[Records excerpted from a collection]
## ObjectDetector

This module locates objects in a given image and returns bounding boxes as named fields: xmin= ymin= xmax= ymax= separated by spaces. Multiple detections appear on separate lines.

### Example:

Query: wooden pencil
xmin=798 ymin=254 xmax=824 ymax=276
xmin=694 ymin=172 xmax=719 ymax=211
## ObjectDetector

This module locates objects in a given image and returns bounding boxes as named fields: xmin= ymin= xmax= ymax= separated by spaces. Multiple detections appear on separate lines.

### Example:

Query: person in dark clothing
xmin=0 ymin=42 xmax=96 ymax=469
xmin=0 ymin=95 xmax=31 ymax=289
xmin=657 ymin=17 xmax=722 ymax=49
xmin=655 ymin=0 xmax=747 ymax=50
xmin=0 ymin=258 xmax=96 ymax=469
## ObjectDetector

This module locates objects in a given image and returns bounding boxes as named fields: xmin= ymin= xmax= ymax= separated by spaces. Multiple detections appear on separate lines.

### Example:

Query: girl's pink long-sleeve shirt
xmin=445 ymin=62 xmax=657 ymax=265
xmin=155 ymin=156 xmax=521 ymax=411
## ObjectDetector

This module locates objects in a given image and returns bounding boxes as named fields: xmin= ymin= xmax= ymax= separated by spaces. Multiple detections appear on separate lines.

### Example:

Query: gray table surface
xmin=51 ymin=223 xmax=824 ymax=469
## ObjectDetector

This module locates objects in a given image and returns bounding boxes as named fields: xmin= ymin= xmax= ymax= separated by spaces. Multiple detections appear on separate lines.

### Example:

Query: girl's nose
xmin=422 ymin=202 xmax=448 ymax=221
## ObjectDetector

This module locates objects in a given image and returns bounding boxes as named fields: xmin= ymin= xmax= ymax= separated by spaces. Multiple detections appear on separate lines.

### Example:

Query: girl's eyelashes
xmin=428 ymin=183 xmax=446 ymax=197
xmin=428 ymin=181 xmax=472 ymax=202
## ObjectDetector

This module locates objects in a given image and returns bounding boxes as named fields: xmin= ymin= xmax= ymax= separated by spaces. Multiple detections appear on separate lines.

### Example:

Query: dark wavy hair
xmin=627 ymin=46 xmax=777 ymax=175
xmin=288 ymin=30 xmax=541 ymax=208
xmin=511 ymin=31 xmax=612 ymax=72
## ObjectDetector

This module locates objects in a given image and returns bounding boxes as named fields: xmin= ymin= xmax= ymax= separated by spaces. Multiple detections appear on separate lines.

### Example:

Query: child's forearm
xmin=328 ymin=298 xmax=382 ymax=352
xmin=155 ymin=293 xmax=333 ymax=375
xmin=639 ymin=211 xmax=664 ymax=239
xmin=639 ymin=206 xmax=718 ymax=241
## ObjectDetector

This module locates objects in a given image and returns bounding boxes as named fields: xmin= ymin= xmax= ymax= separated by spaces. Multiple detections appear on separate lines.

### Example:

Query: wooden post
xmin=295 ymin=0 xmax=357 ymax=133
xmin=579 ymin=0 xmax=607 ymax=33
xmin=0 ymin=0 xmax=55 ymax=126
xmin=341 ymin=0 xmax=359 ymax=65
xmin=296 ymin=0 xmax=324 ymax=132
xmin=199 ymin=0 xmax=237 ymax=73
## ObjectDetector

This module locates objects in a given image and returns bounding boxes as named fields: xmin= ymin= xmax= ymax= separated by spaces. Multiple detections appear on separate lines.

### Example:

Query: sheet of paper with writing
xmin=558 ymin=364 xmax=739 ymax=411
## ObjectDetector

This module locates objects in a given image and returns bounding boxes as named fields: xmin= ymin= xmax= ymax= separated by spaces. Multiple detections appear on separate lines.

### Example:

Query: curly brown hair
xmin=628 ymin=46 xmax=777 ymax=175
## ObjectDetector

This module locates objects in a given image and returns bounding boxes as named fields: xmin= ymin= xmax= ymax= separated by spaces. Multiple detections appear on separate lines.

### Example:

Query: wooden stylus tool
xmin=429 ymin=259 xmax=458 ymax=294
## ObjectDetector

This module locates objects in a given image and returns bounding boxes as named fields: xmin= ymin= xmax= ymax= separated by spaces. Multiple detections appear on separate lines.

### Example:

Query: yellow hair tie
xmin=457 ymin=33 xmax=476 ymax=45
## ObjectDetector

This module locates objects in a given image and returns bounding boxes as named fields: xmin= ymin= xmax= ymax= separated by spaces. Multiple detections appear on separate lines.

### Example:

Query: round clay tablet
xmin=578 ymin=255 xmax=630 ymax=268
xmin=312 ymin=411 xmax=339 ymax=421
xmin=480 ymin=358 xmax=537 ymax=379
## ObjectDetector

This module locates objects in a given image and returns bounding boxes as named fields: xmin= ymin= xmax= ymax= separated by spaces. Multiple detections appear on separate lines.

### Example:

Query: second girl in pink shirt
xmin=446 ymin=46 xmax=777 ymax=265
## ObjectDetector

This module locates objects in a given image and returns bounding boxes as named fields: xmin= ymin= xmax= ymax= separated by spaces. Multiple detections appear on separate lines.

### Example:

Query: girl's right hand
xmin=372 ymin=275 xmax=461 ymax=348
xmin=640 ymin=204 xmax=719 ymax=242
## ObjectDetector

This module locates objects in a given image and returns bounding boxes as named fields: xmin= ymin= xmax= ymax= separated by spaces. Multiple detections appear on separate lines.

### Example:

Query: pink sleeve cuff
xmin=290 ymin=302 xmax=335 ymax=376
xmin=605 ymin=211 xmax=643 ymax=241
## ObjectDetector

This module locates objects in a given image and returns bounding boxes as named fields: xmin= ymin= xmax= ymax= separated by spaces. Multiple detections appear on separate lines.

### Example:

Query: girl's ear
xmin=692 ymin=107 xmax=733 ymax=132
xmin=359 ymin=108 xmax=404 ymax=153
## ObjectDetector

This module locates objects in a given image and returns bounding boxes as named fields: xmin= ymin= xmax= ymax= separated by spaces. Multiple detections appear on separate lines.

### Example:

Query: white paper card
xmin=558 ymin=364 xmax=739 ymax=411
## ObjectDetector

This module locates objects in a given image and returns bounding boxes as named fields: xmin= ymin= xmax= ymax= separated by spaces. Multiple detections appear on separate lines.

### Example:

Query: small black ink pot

WORK TASK → Your answer must be every record above, retyped exactly.

ANSWER TO THE PROBLEM →
## ObjectDetector

This module locates objects in a given image and returns bounding boxes as named fields: xmin= ymin= xmax= ymax= separated by spaces. Multiple detections appear on separate lines.

### Example:

Query: wooden pencil
xmin=798 ymin=254 xmax=824 ymax=276
xmin=694 ymin=172 xmax=719 ymax=211
## ObjectDetector

This module locates objects in a given image and returns bounding boxes as named fields: xmin= ymin= xmax= ymax= separated by spaces. Multiple detections appear on separate lines.

### Example:

Query: person in dark clothing
xmin=0 ymin=42 xmax=96 ymax=469
xmin=0 ymin=95 xmax=31 ymax=289
xmin=657 ymin=17 xmax=722 ymax=49
xmin=655 ymin=0 xmax=747 ymax=50
xmin=0 ymin=258 xmax=96 ymax=469
## ObjectDetector

This module locates objects in a given image and returns bounding boxes as named fields: xmin= ymin= xmax= ymax= separated by spaces. Multiple detections appear on separate lines.

### Example:

Query: girl's pink long-sleeve shirt
xmin=445 ymin=62 xmax=657 ymax=265
xmin=155 ymin=156 xmax=521 ymax=411
## ObjectDetector

This module locates objects in a given image and returns bounding boxes as named fields: xmin= ymin= xmax= ymax= separated by spaces. Multiple detections appear on separate lines.

### Example:

Query: gray table surface
xmin=51 ymin=223 xmax=824 ymax=469
## ObjectDetector

This module locates objects in a given image and returns bounding boxes as named fields: xmin= ymin= xmax= ymax= separated by spaces. Multiple detections appear on separate lines.

### Example:

Query: girl's nose
xmin=422 ymin=202 xmax=448 ymax=221
## ObjectDetector

This module locates objects in a given image and returns bounding boxes as named fields: xmin= ymin= xmax= ymax= separated by spaces. Multiple detections appear on separate lines.

### Example:

Query: girl's eyelashes
xmin=428 ymin=183 xmax=446 ymax=197
xmin=428 ymin=181 xmax=472 ymax=202
## ObjectDetector

This module locates objects in a given image and returns bounding boxes as named fields: xmin= ymin= xmax= ymax= separated by spaces. Multiple detections appear on separate lines.

### Example:

Query: dark wavy hair
xmin=627 ymin=46 xmax=777 ymax=175
xmin=288 ymin=30 xmax=541 ymax=208
xmin=511 ymin=31 xmax=612 ymax=72
## ObjectDetector

This module locates objects in a given image and returns bounding boxes as named fields: xmin= ymin= xmax= ymax= separated by spaces. Multiple detections appear on separate lines.

### Example:

Query: child's forearm
xmin=328 ymin=298 xmax=382 ymax=352
xmin=155 ymin=293 xmax=333 ymax=375
xmin=639 ymin=211 xmax=664 ymax=239
xmin=639 ymin=206 xmax=718 ymax=241
## ObjectDetector

This module locates objects in a given image and returns bounding boxes as named fields: xmin= ymin= xmax= ymax= separated by spaces. Multiple detections appear on separate lines.

### Example:

Query: wooden post
xmin=295 ymin=0 xmax=357 ymax=133
xmin=579 ymin=0 xmax=607 ymax=33
xmin=0 ymin=0 xmax=55 ymax=126
xmin=341 ymin=0 xmax=359 ymax=65
xmin=296 ymin=0 xmax=324 ymax=132
xmin=199 ymin=0 xmax=237 ymax=73
## ObjectDetector

This module locates objects in a given image and returns bounding boxes as named fields: xmin= ymin= xmax= ymax= separated by spaces. Multiple detections appear on separate lines.

### Example:

Query: sheet of paper with writing
xmin=558 ymin=364 xmax=739 ymax=411
## ObjectDetector

This module locates objects in a given image and returns bounding boxes as named fields: xmin= ymin= xmax= ymax= separated by spaces. Multiple detections appear on separate lines.

### Example:

Query: curly brown hair
xmin=628 ymin=46 xmax=777 ymax=175
## ObjectDetector

This module locates objects in a given image and returns bounding boxes as named fields: xmin= ymin= xmax= ymax= separated by spaces. Multiple detections appear on separate lines.

### Example:

Query: wooden stylus tool
xmin=429 ymin=259 xmax=458 ymax=294
## ObjectDetector

This module locates objects in a given image and returns bounding boxes as named fields: xmin= ymin= xmax= ymax= separated by spaces. Multiple detections appear on separate lines.

### Example:

Query: yellow hair tie
xmin=457 ymin=33 xmax=476 ymax=45
## ObjectDetector

This module locates objects in a given image and returns bounding boxes as named fields: xmin= ymin= xmax= ymax= separated by spaces. Multiple detections appear on separate lines.

### Example:

Query: round clay tablet
xmin=578 ymin=255 xmax=630 ymax=268
xmin=312 ymin=411 xmax=339 ymax=421
xmin=480 ymin=358 xmax=537 ymax=379
## ObjectDetector

This module locates objects in a given image and returns bounding boxes as named fields: xmin= ymin= xmax= ymax= separated by spaces. Multiple detections appear on separate lines.

### Example:

Query: second girl in pink shirt
xmin=446 ymin=46 xmax=777 ymax=265
## ObjectDetector

This module locates objects in a given image and returns bounding boxes as named fields: xmin= ymin= xmax= ymax= separated by spaces. Multiple detections appear on separate lines.

### Example:

Query: girl's right hand
xmin=372 ymin=275 xmax=461 ymax=348
xmin=640 ymin=204 xmax=719 ymax=242
## ObjectDetector

This module locates objects in a given image and returns bounding boxes as named fields: xmin= ymin= xmax= ymax= separated by spaces. Multiple detections appear on separate lines.

### Example:

Query: pink sleeve cuff
xmin=290 ymin=302 xmax=335 ymax=376
xmin=605 ymin=211 xmax=643 ymax=241
## ObjectDetector

This module locates objects in a given image and returns bounding boxes as named fields: xmin= ymin= xmax= ymax= separated by spaces. Multiple detections appear on separate lines.

### Example:

Query: girl's ear
xmin=692 ymin=107 xmax=733 ymax=132
xmin=359 ymin=108 xmax=404 ymax=153
## ObjectDetector

This module locates objects in a given image and returns bounding boxes as named fields: xmin= ymin= xmax= ymax= separated by spaces. Multiple detections appear on separate lines.

### Example:

Query: white paper card
xmin=558 ymin=364 xmax=739 ymax=411
## ObjectDetector

This module locates objects in a given image and returns bounding boxes as named fields: xmin= ymin= xmax= ymax= separated by spaces. Multiple detections appear on separate lines.

### Example:

Query: small black ink pot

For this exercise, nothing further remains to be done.